» 输入数据

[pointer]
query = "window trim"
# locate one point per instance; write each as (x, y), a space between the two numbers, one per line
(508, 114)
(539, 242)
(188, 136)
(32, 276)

» 任务目标
把以上各行中的“instance”换成“occurrence”，其余内容原样照录。

» 结果如下
[pointer]
query = "window trim"
# locate one point per occurrence; write each as (x, y), a space between the two numbers, one per line
(508, 114)
(539, 242)
(188, 136)
(32, 276)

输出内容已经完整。